Pull out each line below that contains the word "shower", and treat uppercase and lowercase as different.

....................

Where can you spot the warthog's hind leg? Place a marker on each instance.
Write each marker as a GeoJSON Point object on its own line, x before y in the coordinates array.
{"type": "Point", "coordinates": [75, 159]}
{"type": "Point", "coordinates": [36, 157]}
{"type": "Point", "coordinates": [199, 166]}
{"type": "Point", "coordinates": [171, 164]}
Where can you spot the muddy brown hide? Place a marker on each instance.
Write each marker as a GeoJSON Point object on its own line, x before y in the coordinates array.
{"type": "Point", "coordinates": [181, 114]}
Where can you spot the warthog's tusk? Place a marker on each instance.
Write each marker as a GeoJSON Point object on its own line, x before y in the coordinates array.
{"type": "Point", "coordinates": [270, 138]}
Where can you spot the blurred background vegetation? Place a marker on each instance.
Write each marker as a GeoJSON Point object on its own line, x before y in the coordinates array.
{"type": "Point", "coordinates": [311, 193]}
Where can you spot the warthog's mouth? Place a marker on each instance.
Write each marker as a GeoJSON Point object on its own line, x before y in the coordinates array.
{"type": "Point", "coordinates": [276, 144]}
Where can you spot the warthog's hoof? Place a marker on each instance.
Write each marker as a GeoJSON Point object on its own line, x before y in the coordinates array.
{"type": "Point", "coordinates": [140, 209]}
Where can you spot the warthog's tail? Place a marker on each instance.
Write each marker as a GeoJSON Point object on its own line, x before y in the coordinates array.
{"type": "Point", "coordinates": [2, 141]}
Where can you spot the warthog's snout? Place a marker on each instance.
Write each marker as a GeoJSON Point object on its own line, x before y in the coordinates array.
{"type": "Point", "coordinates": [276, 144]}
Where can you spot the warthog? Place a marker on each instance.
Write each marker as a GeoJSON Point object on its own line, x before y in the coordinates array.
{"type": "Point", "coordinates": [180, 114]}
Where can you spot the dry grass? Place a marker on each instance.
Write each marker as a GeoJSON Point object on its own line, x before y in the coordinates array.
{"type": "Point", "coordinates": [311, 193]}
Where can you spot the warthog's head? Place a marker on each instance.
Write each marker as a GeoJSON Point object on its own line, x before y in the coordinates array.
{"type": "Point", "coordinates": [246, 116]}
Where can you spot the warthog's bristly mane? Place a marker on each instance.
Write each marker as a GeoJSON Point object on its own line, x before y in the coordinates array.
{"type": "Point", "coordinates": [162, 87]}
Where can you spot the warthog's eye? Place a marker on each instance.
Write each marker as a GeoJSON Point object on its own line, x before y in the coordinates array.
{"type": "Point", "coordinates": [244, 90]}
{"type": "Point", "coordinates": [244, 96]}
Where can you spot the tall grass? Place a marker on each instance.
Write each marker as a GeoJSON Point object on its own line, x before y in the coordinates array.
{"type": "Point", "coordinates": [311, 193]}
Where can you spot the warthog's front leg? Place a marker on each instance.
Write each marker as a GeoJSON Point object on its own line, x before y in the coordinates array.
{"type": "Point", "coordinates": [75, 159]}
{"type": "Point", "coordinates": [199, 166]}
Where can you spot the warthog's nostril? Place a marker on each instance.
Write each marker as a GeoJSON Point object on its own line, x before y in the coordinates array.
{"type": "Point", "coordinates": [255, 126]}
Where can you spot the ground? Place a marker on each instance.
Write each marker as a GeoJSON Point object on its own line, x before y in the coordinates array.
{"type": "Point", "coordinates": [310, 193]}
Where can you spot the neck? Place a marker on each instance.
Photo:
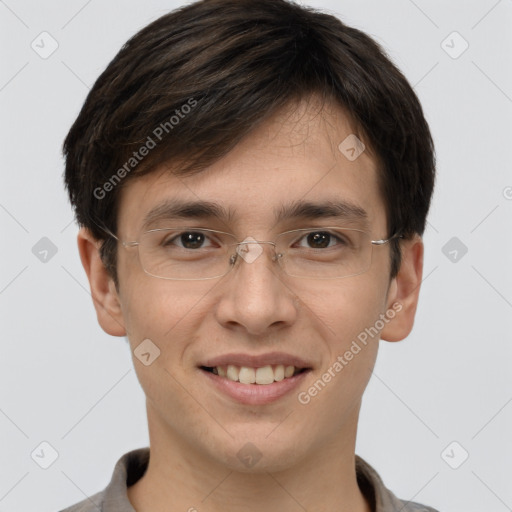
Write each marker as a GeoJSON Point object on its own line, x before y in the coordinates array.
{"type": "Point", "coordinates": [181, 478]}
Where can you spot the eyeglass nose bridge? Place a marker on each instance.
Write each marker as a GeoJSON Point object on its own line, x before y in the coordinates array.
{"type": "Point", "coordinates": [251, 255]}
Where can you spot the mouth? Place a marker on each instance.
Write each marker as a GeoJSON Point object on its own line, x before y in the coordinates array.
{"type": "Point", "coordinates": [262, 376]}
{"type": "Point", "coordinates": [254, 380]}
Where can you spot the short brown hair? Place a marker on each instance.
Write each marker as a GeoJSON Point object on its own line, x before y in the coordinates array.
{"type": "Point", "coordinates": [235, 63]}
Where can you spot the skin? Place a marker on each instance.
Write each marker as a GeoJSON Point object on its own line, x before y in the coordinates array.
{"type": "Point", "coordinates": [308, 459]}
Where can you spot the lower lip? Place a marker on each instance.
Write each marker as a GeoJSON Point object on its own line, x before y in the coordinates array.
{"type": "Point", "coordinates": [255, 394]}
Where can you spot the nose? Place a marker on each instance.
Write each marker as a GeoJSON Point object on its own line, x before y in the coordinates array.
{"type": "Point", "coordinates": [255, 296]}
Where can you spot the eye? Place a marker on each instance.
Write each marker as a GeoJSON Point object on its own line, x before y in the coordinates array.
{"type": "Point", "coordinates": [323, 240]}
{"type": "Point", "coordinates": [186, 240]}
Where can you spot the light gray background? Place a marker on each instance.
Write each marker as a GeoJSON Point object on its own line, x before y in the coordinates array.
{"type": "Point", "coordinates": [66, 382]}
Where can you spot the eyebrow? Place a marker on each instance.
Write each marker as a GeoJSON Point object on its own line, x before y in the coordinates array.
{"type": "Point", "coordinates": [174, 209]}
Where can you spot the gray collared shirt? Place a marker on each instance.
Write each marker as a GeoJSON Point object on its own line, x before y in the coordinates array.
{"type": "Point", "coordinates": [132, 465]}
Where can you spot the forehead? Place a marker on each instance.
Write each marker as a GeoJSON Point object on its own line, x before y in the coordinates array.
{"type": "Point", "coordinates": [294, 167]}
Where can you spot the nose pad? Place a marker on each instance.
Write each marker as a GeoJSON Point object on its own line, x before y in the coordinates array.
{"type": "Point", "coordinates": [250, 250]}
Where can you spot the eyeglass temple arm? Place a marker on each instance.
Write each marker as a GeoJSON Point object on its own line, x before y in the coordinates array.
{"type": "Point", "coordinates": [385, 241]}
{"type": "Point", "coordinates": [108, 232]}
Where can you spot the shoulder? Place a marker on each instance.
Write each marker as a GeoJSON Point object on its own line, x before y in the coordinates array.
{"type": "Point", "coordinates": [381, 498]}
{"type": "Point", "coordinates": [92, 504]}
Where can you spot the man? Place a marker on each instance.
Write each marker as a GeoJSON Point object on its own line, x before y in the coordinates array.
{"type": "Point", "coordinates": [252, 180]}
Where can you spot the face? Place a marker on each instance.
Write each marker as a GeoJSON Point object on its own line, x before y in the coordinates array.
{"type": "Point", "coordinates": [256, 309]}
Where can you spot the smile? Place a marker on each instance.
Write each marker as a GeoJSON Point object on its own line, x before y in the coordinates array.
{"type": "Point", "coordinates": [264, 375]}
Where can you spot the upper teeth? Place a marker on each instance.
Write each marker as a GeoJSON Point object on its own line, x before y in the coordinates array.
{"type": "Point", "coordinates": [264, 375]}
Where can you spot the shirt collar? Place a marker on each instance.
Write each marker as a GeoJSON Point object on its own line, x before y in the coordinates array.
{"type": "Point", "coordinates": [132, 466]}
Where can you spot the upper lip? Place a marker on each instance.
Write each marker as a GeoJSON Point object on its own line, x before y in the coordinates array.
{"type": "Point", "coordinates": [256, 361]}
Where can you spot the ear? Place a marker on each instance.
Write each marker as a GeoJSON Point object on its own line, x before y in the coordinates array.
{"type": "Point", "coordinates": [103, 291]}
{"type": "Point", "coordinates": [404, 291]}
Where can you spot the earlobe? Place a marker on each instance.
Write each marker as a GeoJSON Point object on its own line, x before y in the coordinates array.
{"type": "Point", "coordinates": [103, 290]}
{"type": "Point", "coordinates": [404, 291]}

....................

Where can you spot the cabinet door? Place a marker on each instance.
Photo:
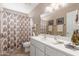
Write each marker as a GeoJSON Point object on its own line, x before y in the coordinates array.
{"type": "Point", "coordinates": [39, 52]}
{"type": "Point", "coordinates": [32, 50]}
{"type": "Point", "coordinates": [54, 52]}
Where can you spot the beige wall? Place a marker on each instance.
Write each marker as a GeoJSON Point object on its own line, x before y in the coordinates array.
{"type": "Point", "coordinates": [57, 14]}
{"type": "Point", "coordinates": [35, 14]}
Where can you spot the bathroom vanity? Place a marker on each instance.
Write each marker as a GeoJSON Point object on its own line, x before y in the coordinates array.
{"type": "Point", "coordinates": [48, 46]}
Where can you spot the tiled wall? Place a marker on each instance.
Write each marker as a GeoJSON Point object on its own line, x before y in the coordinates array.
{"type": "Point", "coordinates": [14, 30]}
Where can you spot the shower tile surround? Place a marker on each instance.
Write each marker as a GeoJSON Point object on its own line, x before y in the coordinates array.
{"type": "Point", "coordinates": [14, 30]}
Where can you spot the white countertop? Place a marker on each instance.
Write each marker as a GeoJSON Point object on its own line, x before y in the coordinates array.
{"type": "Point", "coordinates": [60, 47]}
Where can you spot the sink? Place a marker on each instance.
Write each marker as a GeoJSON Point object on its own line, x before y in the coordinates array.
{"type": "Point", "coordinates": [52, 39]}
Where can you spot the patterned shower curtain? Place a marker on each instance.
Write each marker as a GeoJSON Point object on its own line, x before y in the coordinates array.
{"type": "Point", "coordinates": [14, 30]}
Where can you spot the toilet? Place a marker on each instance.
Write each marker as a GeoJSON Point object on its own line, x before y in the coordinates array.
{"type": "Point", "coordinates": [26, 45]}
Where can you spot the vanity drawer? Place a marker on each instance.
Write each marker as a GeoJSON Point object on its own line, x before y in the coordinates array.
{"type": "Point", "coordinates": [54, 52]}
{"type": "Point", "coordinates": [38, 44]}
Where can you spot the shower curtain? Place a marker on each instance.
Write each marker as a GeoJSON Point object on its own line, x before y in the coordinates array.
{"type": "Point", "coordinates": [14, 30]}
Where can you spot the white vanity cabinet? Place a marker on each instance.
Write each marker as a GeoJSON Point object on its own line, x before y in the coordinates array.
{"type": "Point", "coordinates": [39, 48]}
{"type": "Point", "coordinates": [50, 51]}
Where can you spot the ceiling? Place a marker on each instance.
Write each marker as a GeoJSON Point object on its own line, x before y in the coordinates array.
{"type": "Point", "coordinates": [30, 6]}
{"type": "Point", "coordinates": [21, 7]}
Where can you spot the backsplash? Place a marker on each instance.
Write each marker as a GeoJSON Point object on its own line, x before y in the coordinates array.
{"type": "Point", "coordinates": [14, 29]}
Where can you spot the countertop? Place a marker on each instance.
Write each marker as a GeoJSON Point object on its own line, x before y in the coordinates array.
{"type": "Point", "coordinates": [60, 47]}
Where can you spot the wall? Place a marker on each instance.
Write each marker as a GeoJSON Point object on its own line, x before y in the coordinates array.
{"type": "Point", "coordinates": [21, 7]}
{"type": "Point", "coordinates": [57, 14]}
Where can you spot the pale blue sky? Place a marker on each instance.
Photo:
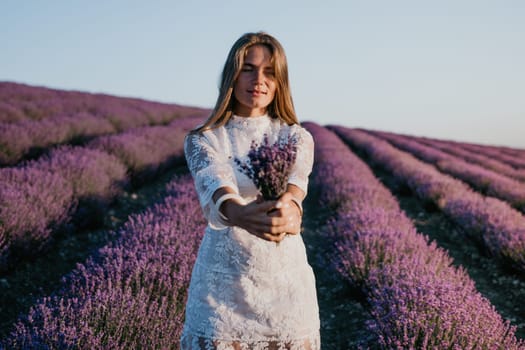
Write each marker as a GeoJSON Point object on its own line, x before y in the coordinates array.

....................

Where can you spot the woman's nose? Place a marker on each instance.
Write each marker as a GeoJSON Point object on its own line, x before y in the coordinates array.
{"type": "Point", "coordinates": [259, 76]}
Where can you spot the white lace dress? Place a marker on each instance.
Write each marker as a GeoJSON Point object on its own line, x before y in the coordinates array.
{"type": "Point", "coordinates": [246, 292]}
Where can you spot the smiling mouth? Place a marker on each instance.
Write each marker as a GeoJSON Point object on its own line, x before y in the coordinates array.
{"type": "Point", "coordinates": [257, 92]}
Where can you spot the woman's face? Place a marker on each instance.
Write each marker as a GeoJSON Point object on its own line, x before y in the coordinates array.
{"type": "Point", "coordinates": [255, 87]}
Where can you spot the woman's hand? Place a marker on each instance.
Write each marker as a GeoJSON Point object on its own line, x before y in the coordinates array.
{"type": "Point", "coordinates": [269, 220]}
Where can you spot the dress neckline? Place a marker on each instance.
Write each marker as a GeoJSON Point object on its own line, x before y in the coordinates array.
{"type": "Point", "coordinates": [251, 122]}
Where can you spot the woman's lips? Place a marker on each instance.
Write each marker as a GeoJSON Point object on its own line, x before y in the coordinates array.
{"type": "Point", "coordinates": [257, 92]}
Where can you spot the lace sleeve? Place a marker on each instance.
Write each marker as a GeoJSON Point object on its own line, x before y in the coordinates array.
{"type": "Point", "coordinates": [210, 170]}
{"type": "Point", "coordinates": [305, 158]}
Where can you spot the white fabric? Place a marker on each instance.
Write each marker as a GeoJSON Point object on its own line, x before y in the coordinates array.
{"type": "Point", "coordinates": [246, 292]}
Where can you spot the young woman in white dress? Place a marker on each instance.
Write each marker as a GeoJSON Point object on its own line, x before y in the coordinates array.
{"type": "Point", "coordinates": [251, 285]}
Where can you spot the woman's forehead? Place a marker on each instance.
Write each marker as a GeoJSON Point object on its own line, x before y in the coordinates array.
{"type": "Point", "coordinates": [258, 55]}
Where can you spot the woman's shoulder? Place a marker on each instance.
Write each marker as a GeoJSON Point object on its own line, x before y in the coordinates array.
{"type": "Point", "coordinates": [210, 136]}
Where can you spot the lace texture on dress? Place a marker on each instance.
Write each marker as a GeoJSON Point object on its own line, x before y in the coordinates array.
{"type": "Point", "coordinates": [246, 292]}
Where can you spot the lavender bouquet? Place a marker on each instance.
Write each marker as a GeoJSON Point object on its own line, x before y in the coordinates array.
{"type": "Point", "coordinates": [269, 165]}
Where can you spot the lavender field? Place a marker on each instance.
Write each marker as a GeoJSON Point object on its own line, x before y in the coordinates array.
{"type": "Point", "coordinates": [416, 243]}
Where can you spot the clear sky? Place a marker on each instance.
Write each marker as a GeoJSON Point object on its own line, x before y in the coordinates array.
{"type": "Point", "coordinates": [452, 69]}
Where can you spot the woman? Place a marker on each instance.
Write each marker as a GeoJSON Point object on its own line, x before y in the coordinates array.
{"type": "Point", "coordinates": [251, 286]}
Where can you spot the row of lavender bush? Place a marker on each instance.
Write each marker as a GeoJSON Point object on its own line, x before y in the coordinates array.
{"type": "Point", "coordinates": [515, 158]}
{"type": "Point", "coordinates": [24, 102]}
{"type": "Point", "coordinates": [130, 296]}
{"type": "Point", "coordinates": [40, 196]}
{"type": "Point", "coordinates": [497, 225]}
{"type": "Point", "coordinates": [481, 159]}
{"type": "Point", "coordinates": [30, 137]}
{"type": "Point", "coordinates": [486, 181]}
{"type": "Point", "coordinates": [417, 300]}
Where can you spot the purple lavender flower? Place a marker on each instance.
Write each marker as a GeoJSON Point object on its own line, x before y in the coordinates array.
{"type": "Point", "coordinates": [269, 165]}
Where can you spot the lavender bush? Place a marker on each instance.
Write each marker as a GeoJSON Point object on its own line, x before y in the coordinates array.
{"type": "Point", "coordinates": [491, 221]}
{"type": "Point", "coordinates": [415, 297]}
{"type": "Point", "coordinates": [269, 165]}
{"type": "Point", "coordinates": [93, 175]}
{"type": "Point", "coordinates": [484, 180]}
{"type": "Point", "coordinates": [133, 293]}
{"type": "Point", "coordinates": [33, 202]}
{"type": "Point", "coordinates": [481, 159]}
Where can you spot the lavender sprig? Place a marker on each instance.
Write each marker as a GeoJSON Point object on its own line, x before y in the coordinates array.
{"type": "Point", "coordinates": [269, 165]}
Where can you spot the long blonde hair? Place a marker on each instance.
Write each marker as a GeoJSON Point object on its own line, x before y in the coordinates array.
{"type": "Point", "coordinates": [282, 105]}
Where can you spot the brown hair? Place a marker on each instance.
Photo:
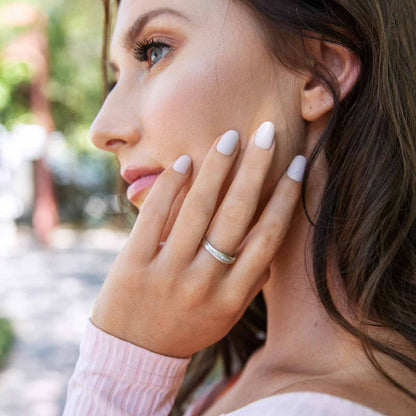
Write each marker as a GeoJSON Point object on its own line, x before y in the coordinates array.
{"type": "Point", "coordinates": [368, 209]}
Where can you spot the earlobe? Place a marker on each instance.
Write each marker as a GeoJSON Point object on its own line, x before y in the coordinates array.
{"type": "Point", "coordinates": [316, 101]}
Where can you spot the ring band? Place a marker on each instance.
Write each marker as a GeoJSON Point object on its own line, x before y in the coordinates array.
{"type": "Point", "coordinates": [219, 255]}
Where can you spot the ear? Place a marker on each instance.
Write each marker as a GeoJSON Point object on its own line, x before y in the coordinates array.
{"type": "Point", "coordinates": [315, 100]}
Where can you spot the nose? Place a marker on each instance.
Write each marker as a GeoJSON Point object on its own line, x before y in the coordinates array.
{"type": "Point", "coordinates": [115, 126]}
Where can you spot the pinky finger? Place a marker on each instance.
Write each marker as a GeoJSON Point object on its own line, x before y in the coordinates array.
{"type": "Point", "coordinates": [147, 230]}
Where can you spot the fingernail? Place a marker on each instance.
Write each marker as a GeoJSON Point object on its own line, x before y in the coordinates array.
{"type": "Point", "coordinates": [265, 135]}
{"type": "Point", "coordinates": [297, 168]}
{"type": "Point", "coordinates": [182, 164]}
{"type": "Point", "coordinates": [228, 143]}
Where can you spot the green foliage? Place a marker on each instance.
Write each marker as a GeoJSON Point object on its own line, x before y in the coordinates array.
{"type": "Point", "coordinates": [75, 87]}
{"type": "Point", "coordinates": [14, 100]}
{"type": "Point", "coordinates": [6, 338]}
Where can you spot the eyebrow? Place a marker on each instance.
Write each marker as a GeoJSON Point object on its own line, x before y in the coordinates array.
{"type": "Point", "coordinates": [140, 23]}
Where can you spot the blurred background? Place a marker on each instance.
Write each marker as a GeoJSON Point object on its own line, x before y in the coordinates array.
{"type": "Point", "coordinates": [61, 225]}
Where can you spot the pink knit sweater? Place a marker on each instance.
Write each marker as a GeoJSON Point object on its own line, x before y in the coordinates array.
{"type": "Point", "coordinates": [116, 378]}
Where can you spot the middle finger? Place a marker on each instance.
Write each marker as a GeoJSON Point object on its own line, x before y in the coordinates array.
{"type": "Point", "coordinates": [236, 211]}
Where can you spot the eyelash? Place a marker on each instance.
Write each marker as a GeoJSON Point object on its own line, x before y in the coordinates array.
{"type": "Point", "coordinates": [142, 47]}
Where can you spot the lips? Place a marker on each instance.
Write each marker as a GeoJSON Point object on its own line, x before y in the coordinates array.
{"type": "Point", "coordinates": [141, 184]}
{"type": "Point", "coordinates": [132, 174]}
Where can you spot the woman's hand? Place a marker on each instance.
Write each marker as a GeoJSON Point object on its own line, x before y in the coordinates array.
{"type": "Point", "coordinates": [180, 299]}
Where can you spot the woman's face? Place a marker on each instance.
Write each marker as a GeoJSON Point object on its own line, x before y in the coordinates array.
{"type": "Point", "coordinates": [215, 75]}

....................

[FINAL RESULT]:
Where can you spot the shower tile surround? Place a marker on each instance.
Where can you spot the patterned shower curtain? Place a marker on each instance.
Where can you spot the shower curtain? Place a marker on each instance.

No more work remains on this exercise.